(Exercise 1): Using the passage about Mr. Schröder and the pipeline, explain why he says he took the job.
(Exercise 2): According to the passage about Mr. Schröder and the pipeline, on what night did Mr. Putin call him and he accepted the offer?
*** Supplied passage Section Begins ***
But it was more than that, Mr. Schröder said. “I had been chancellor. I couldn’t go back to being a lawyer dealing with rental contracts. I needed a project,” he said. “Something I knew how to do and where I could serve German interests.”

When Mr. Putin called Mr. Schröder on his cellphone the night of Dec. 9, 2005, he accepted the offer.

Many in Germany were appalled. No chancellor before him had taken a job in a company controlled by a foreign country, let alone one that had benefited from their support in office.

But the pipeline project itself remained uncontroversial.

“The next government continued with it seamlessly,” Mr. Schröder recalled. “Nobody in the first Merkel government said a word against it. No one!”

Mr. Ischinger, who was Mr. Schröder’s ambassador to the United States and later ran the Munich Security Conference, concurred.
*** Supplied passage Section Ends ***
*** Entries supplied Section Begins ***
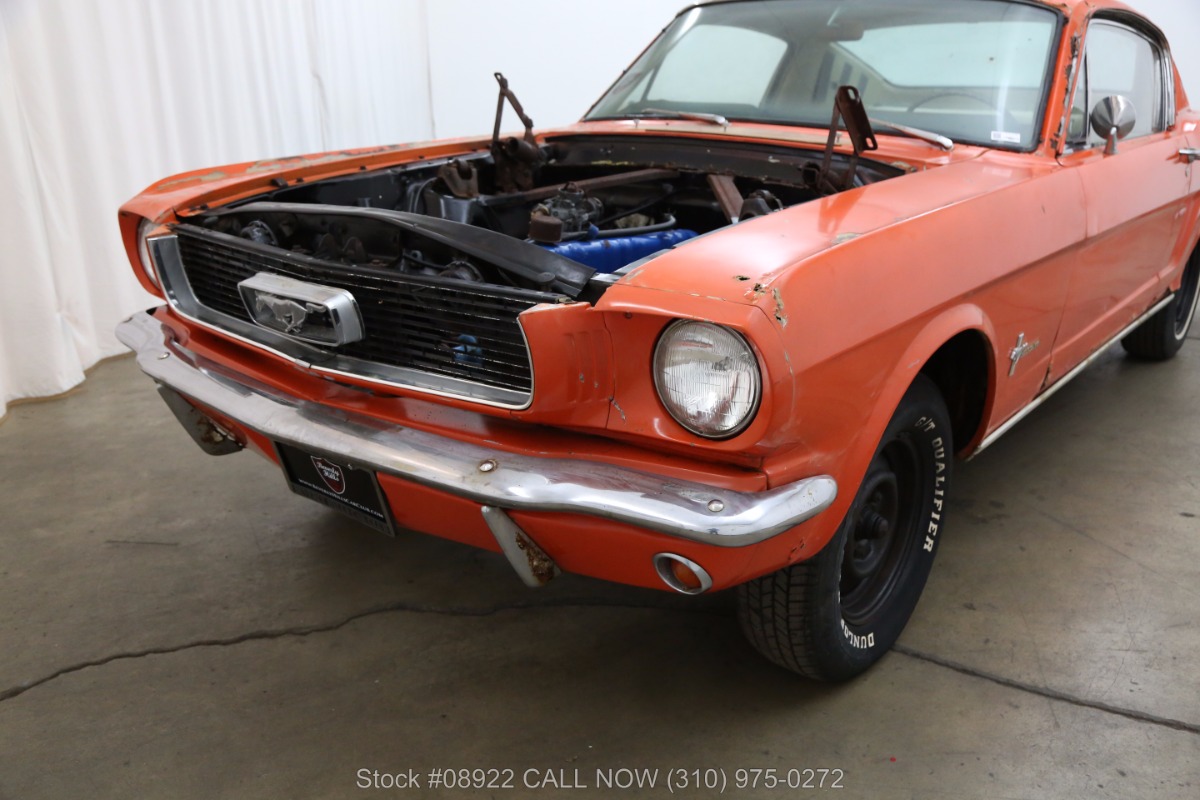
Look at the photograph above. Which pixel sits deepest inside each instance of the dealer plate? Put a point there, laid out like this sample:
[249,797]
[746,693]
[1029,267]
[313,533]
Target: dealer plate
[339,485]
*** Entries supplied Section Ends ***
*** Entries supplied Section Begins ***
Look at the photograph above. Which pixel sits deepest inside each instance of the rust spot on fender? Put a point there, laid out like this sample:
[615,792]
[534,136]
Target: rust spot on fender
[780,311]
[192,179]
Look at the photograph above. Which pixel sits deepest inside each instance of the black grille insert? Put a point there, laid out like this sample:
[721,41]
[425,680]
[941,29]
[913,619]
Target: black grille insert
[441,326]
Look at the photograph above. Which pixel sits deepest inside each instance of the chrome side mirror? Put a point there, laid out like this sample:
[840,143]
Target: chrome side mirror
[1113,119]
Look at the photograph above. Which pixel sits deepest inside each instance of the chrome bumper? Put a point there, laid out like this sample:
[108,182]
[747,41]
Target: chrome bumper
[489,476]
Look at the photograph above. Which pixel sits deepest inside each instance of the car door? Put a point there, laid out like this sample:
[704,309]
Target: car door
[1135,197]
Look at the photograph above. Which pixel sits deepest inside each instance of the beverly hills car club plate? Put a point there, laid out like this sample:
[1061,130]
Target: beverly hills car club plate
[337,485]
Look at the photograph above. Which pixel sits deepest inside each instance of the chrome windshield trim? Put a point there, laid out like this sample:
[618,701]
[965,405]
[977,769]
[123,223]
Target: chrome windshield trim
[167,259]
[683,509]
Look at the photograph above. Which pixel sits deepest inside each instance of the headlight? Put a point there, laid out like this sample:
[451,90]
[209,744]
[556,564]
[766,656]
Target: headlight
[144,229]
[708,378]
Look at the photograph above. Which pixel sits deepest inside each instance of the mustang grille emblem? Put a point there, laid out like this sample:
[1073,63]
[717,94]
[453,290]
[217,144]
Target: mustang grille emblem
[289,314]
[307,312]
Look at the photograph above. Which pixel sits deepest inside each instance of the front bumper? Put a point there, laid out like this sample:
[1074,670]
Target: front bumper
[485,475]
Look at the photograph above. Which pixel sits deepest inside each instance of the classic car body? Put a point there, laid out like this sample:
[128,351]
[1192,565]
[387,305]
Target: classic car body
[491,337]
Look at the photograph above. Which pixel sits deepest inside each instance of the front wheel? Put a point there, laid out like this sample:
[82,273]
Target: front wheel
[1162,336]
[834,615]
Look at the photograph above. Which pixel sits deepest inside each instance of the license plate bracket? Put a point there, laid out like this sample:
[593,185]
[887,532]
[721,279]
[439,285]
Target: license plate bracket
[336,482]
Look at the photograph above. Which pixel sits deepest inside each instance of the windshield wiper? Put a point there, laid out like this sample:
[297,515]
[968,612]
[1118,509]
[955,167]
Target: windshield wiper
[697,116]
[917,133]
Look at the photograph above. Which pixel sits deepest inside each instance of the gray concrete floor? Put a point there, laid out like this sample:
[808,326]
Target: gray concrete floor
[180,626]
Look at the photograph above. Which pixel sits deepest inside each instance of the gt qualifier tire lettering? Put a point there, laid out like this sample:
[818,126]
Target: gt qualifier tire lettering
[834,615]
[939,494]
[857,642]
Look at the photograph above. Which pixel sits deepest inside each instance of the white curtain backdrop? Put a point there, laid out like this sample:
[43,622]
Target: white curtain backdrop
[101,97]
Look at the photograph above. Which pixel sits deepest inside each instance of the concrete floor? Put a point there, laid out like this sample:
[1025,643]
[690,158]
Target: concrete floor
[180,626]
*** Entries supplied Section Ends ***
(Written reply 1): Mr. Schröder says that after being chancellor he couldn't go back to being a lawyer dealing with rental contracts. He needed a project that he knew how to do and where he could serve German interests.

(Written reply 2): The night of Dec. 9, 2005.